TEXT SEGMENT:
_ _ _ _
20
\$\begingroup\$

You met a 4-th dimensional being who challenged you to a game of dice. The rules are simple: each player rolls 3 6-sided dice and takes the sum of each combination of 2 dice. The player with the highest sum wins. If the first-highest sum is a tie, consider the second-highest sum, and so on.

Your opponent's dice look normal, but you think they might have more than 6 sides! Your goal is to find out if the alien rolled a number higher than 6.

Your input is a set of 3 integers, separated by at least one character (space or otherwise). Input must not be hard coded.

// All valid inputs
6 7 9
6, 7, 9
(6, 7, 9)

Your output is a string representing if the alien cheated. Any output is allowed, as long as two distinct values exist for cheating/valid. Appended whitespace is permitted.

"😀" // (U+1F600) Valid set of dice
"😠" // (U+1F620) Invalid set of dice

Examples:

<-: 8 11 9
->: 😀       // Dice can be found to be 3, 5, and 6, which are all on 6-side die
<-: 9 11 6
->: 😠       // Dice can be found to be 2, 7, and 4, which means the alien cheated!

Assumptions:

  • Input will be 3 integers, 2-12
  • Input numbers can be in any order
  • Die values will be positive integers
  • Alien only cheated if they rolled greater than 6

Write a program or function that takes inputs, returns or prints outputs.

Fewest bytes wins!

\$\endgroup\$
14
  • 1
    \$\begingroup\$ "Any stdout is allowed, as long as two distinct values exist for cheating/valid". Does this mean you can choose your own output string to stdout, as long as the output for chating/valid is distinct? For example, you can output c for cheating and v for valid? \$\endgroup\$
    – xiver77
    Mar 3 at 14:57
  • 2
    \$\begingroup\$ So (2,2,3) is an invalid input? \$\endgroup\$
    – l4m2
    Mar 3 at 14:58
  • 1
    \$\begingroup\$ @badatgolf oh thanks for the clarification. I got caught up in the format. Yes, that would be invalid, per the clause "Die values will be positive integers" \$\endgroup\$
    – Groger
    Mar 3 at 15:38
  • 2
    \$\begingroup\$ I recommend allowing that the implementation can just be a function returning a truthy/falsy value. As you can see, 2 answers are already just a function that doesn't write to stdout. That's the kind of the norm for this kind of challenges in this site. \$\endgroup\$
    – xiver77
    Mar 3 at 15:42
  • 2
    \$\begingroup\$ @badatgolf That shouldn't invalidate answers. The clause is meant to indicate that an input will always be legal. The answers aren't meant to check for validity. \$\endgroup\$
    – Groger
    Mar 3 at 15:48

21 Answers 21

13
\$\begingroup\$

Husk, 8 bytes

¬>6-▼¹½Σ

Try it online!
_ _ _ _
REQUIREMENT 1:
Which assumptions does the dice-game challenge list under its "Assumptions:" heading? Give every one.
REQUIREMENT 2:
Can you retype the dice-game challenge from "You met a 4-th" up to and including "whitespace is permitted."?
_ _ _ _
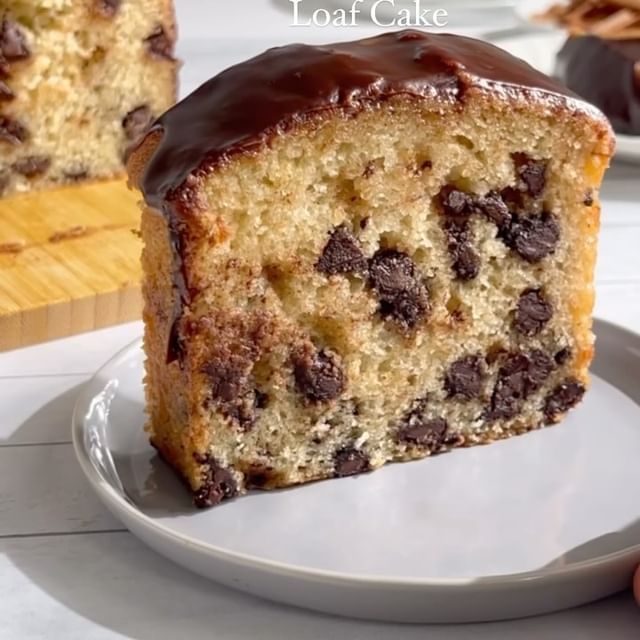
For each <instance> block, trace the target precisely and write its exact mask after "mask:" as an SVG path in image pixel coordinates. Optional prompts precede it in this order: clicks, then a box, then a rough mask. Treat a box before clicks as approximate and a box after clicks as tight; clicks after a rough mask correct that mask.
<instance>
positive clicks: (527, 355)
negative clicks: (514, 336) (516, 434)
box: [489, 350, 553, 419]
mask: <svg viewBox="0 0 640 640" xmlns="http://www.w3.org/2000/svg"><path fill="white" fill-rule="evenodd" d="M552 370H553V362H552V360H551V358H549V356H547V355H546V354H545V353H543V352H542V351H539V350H535V351H532V352H531V353H529V354H527V355H525V354H522V353H516V354H512V355H511V356H509V358H508V360H507V362H506V363H505V364H504V366H503V367H501V369H500V371H499V372H498V381H497V382H496V386H495V389H494V391H493V396H492V397H491V410H490V413H489V416H490V418H492V419H500V418H513V417H514V416H515V415H516V414H517V413H518V412H519V411H520V408H521V406H522V403H523V402H524V400H526V399H527V398H528V397H529V396H530V395H531V394H532V393H535V392H536V391H537V390H538V389H540V387H541V386H542V385H543V384H544V382H545V380H546V379H547V378H548V377H549V375H550V374H551V371H552Z"/></svg>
_ _ _ _
ANSWER AREA 1:
- Input will be 3 integers, 2-12
- Input numbers can be in any order
- Die values will be positive integers
- Alien only cheated if they rolled greater than 6

ANSWER AREA 2:
You met a 4-th dimensional being who challenged you to a game of dice. The rules are simple: each player rolls 3 6-sided dice and takes the sum of each combination of 2 dice. The player with the highest sum wins. If the first-highest sum is a tie, consider the second-highest sum, and so on.

Your opponent's dice look normal, but you think they might have more than 6 sides! Your goal is to find out if the alien rolled a number higher than 6.

Your input is a set of 3 integers, separated by at least one character (space or otherwise). Input must not be hard coded.

// All valid inputs
6 7 9
6, 7, 9
(6, 7, 9)

Your output is a string representing if the alien cheated. Any output is allowed, as long as two distinct values exist for cheating/valid. Appended whitespace is permitted.